_What you will do_
Continue the travel account of the parents' visit to the Texas Gulf Coast from the point where it stops.

_Page text_
◇ ◇ ◇ ◇
Dutt Days on the Gulf Coast of Texas

Dutt Days on the Gulf Coast of Texas

SPRING BREAK! This was something I was looking forward to, not so much because I would have a few days off to head to a crowded beach, but rather because my parents were coming to visit us in Texas! It had been five months since our last visit with them in Ohio so we were more than due for some time together. In the two years we've been on the road, I have fond memories of my time with my parents in Charleston, Bar Harbor, and now both Houston and Port Lavaca. We worked an extra day the week prior to their arrival and the other couple that works with us at the campground offered to work the afternoon shift for us on Sunday. Thanks Frances & Mike! That gave us a head start to meet my parents who had flown into Houston on Saturday. 

It was so good to get to hug my mom and dad. Phone conversations, text messages, and emails will never come close to replicating a good ol’ hug! We arrived at the hotel just in time for their free dinner & drinks menu. We sat around chatting about our experience so far here in Texas. Before long, it was bedtime and time to make plans for the next few days in Houston. Our only Houston area experiences thus far had been the Houston RV Show and a trip to and from the Houston airport. So, we were all in the same boat and ready to play the role of tourist in the area.
◇ ◇ ◇ ◇
Saved data entries:
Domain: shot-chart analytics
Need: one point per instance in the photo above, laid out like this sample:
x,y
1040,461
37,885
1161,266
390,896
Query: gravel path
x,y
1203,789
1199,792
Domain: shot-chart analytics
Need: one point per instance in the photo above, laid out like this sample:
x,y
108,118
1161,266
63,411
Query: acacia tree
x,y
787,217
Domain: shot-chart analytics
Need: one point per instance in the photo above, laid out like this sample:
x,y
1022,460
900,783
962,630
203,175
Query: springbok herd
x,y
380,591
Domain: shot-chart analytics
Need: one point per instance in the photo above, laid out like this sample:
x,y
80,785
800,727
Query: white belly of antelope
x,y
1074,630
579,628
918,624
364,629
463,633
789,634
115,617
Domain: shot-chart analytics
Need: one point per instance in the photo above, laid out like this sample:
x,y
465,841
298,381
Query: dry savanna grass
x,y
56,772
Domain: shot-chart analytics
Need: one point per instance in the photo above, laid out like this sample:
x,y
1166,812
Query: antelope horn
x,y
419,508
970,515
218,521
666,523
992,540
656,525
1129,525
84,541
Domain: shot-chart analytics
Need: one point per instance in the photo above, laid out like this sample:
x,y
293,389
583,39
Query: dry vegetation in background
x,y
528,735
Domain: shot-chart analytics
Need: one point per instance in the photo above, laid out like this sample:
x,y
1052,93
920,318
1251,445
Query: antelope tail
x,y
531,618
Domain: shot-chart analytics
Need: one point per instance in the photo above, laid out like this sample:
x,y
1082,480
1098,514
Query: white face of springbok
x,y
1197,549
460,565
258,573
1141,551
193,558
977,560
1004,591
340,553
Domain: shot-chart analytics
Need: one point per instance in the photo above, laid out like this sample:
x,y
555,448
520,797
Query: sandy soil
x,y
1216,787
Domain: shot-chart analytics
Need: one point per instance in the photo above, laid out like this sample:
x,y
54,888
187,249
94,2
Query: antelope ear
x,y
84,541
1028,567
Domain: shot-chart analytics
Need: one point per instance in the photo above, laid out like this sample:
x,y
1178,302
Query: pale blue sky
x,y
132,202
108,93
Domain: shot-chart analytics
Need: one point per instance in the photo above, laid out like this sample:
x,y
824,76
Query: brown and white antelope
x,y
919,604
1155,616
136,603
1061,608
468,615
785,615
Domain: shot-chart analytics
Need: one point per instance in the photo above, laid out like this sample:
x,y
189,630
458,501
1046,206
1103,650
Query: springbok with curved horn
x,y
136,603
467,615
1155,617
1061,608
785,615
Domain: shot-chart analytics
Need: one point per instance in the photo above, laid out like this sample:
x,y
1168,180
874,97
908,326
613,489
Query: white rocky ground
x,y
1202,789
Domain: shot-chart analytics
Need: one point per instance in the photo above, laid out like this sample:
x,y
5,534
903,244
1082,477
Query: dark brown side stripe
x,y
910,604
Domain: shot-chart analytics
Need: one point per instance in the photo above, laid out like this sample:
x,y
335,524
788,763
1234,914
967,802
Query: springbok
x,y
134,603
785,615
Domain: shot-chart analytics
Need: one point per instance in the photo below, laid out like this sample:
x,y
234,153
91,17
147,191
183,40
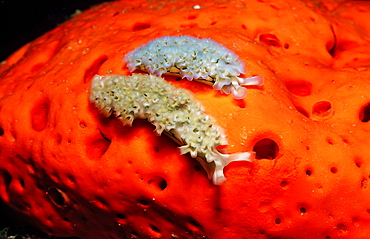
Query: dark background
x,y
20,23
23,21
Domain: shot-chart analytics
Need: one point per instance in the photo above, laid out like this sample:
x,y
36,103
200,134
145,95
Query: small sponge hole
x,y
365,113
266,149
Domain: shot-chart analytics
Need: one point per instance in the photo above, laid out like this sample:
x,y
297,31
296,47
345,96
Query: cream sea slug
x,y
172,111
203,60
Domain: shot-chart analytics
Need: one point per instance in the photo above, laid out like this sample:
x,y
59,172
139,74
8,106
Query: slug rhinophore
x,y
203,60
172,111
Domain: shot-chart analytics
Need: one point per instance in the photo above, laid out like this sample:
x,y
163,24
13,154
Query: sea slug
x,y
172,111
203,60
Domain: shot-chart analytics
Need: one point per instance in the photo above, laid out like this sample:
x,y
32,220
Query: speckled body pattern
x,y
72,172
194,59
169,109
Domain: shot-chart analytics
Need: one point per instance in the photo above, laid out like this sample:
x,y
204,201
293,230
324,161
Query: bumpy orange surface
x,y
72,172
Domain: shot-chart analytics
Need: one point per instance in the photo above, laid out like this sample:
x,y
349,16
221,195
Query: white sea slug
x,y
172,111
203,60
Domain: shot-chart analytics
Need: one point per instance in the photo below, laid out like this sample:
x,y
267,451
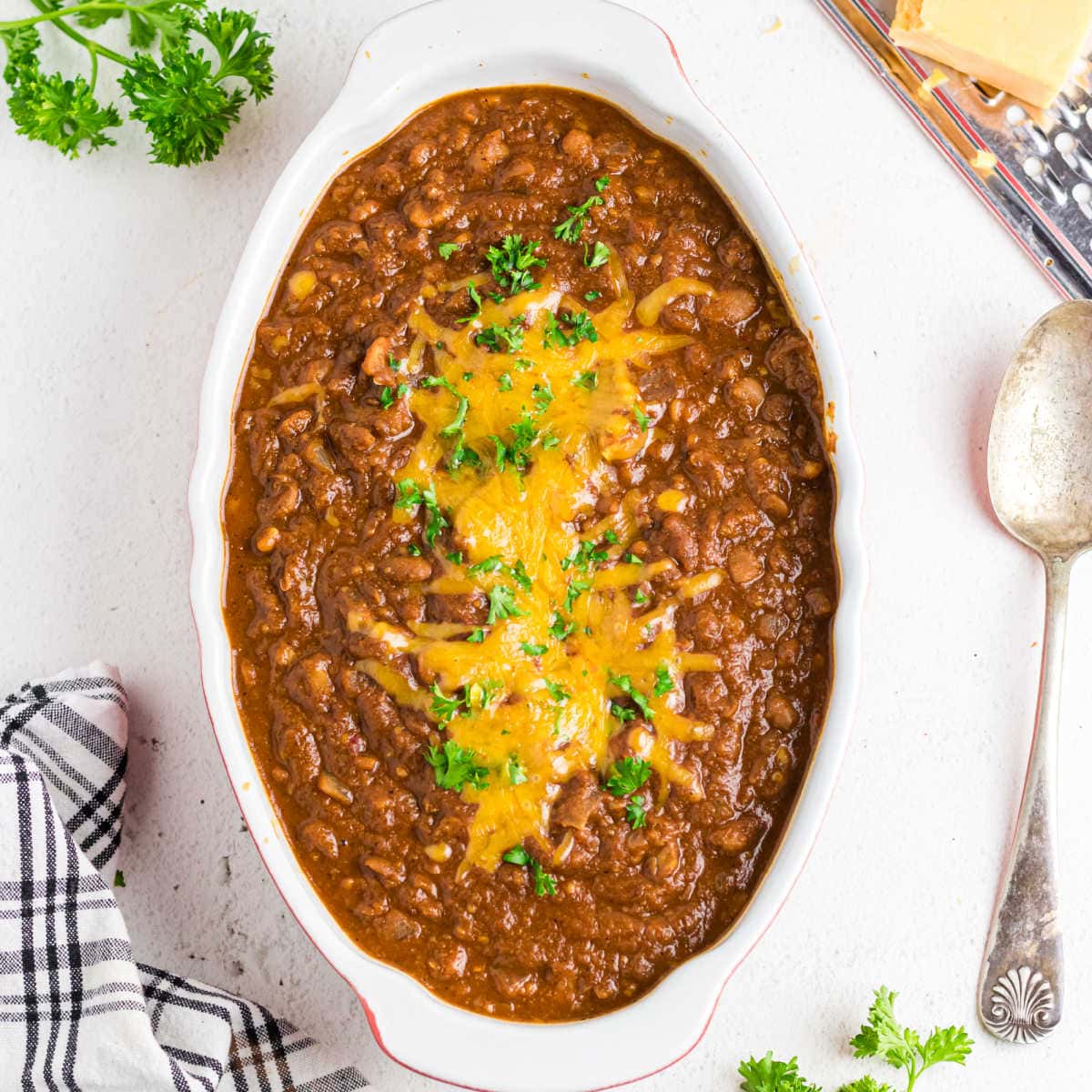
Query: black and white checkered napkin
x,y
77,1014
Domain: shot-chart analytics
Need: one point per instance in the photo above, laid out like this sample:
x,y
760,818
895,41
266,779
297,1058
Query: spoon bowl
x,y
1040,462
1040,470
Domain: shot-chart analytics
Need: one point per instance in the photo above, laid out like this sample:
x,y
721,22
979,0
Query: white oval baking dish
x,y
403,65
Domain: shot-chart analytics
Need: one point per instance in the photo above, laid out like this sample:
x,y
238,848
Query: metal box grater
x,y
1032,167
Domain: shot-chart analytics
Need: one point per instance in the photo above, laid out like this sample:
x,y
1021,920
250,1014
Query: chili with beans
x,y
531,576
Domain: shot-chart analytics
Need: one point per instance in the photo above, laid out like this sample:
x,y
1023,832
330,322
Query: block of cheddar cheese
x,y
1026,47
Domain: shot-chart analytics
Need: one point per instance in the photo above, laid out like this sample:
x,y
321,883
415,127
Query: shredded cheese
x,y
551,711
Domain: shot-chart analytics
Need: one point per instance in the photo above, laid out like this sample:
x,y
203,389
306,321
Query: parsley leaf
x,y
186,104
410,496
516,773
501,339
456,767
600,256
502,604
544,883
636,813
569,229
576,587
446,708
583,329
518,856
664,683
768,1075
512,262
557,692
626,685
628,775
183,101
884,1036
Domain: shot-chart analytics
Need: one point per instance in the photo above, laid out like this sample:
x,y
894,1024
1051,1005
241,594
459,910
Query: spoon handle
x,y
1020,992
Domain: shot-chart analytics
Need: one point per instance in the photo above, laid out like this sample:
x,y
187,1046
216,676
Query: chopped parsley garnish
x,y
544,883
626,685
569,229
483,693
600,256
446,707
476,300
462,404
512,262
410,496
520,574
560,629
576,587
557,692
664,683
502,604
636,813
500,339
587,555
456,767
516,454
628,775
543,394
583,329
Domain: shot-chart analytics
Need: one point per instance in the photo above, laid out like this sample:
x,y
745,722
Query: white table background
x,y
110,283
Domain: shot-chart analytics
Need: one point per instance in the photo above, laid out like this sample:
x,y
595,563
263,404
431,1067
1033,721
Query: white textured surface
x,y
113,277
◇ ◇ ◇ ◇
_Final answer_
Monday morning we met in the same place we left each other, the lobby of the hotel for breakfast. Our plan was to head to Galveston which both my parents and Russ and I had many people tell us we must visit. Not knowing exactly what to see and do in only one day, we stopped by the Galveston Island Visitor’s Center. The ladies working gave us some recommendations for our short visit and ideas for things to do on a return trip in the future. Her first recommendation was to walk around The Strand, Galveston's historic downtown district. It was several blocks to the main downtown area which offered a selection of shops, restaurants, galleries, and museums within a radius for our self-guided tour. It is in this area that we enjoyed beautiful historic buildings, many of which survived the 1900 Storm which is still regarded as the worst natural disaster in U.S. History. We walked through a spice & tea shop, a few boutiques, a confectionary, and a building labeled the Peanut Butter Warehouse. What a cruel joke that was to find out there was no peanut butter to be found in there. Oh the horror! Instead we found clothing, antiques, home furnishings, and art. The Peanut Butter Warehouse was built in 1895 and was used at one time to store candy and peanut butter. So I don’t often dream of going back in time, but if I did have to I would chose 1895 in Galveston. Even at that time, it was still operating as a marketplace with an assortment of gifts, but they did sell freshly ground peanut butter. If anyone is looking for a small business idea, the Peanut Butter Warehouse in Galveston NEEDS peanut butter. 

We walked out by the water where the Port of Galveston resides which connects the Galveston Bay to the Gulf of Mexico. It was standing there we realized how crazy this area would be when cruise ships started rolling in along with visitors seeking some beach therapy in the summer. As we saw the shrimp boats rolling by and the pelicans feeding, we decided it was lunch time for us too. We enjoyed lunch at the Greek restaurant, Olympia, with views of the harbor. After lunch, we headed back to the car taking a slightly different route to enjoy more of what the downtown district had to offer.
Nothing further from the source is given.